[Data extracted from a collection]
☆ ☆ ☆ ☆ ☆ ☆ ☆

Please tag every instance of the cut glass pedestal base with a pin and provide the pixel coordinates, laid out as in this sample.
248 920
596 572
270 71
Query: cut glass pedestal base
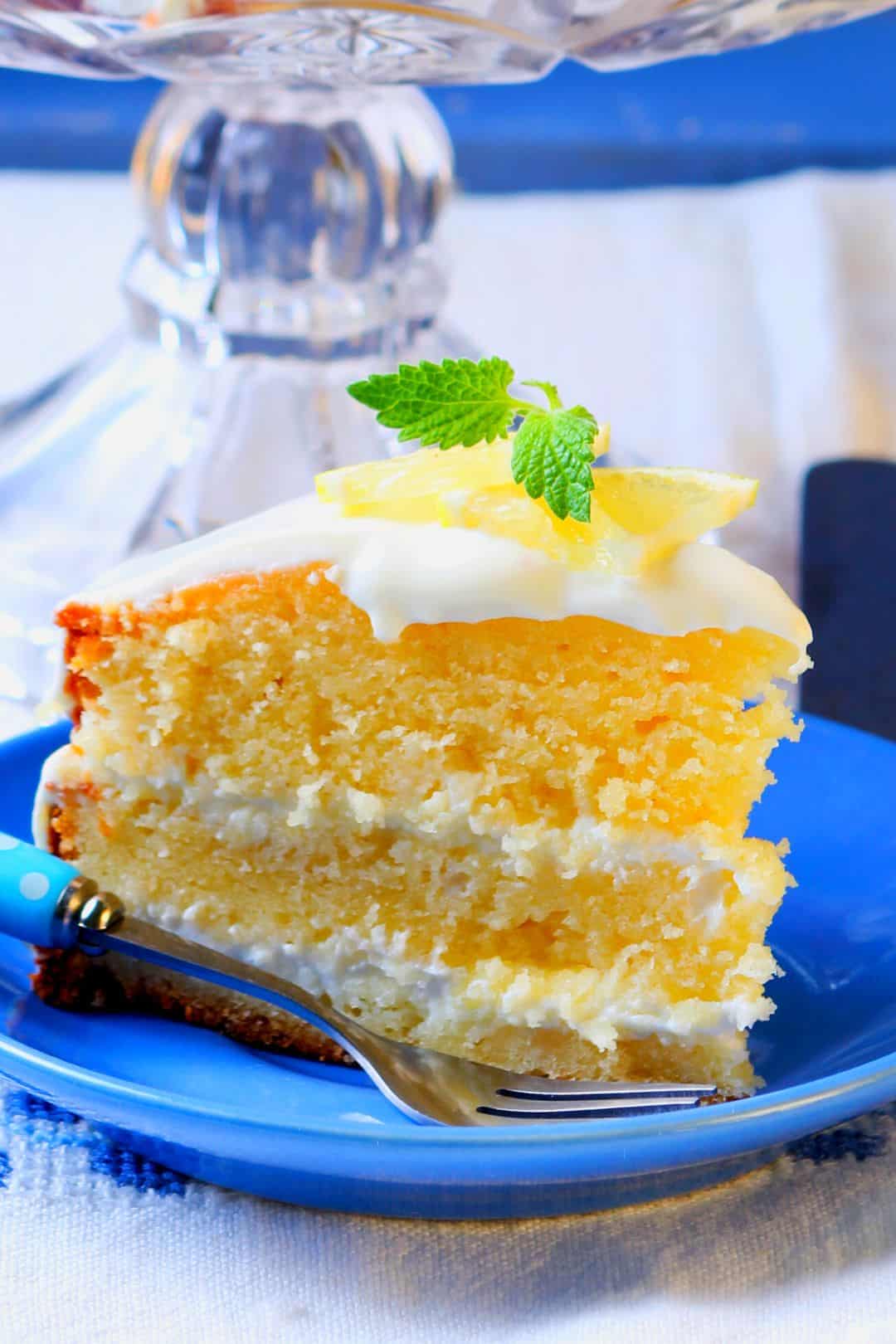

☆ ☆ ☆ ☆ ☆ ☆ ☆

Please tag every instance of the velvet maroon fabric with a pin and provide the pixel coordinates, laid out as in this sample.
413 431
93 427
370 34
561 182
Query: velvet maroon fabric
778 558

☆ ☆ ☆ ☆ ☆ ☆ ☆

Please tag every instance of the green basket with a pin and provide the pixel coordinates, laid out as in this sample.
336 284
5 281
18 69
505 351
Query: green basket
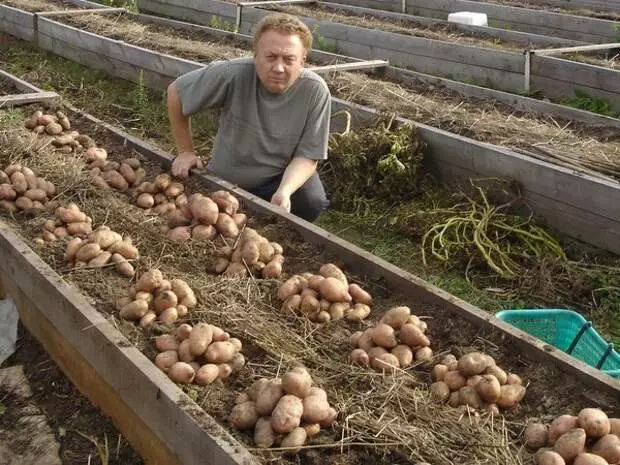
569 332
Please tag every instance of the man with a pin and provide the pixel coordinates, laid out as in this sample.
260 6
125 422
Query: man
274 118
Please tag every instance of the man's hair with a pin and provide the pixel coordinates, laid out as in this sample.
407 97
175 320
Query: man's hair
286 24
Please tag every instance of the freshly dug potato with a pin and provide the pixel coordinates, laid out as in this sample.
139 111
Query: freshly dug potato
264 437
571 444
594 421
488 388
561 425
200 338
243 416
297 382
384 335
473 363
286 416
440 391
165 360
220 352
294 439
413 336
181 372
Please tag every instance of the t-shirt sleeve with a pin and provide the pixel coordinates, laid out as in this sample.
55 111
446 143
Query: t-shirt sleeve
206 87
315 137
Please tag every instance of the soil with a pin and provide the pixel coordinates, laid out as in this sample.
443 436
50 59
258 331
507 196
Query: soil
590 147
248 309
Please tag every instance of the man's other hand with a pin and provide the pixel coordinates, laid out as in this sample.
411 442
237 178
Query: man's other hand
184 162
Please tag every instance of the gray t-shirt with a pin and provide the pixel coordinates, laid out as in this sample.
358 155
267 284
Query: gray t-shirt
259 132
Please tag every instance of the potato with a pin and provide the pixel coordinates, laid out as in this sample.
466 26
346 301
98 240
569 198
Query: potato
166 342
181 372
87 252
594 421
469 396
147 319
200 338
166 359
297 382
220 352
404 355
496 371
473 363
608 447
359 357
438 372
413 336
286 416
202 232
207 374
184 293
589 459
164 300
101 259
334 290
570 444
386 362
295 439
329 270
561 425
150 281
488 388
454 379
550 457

☆ ☆ ☆ ☆ ☆ ☆ ☆

> WORK TO DO: Reproduce the lines of the listing, starting at the line that contains "Please tag every instance of the cut" and ending at the line that contains "Query: cut glass pedestal base", with both of those lines included.

> THE ANSWER:
Please tag every instance of the cut glass pedestal base with a pin and provide the pixel coordinates, laid out as in this sample.
248 920
596 572
270 71
Query: cut glass pedestal base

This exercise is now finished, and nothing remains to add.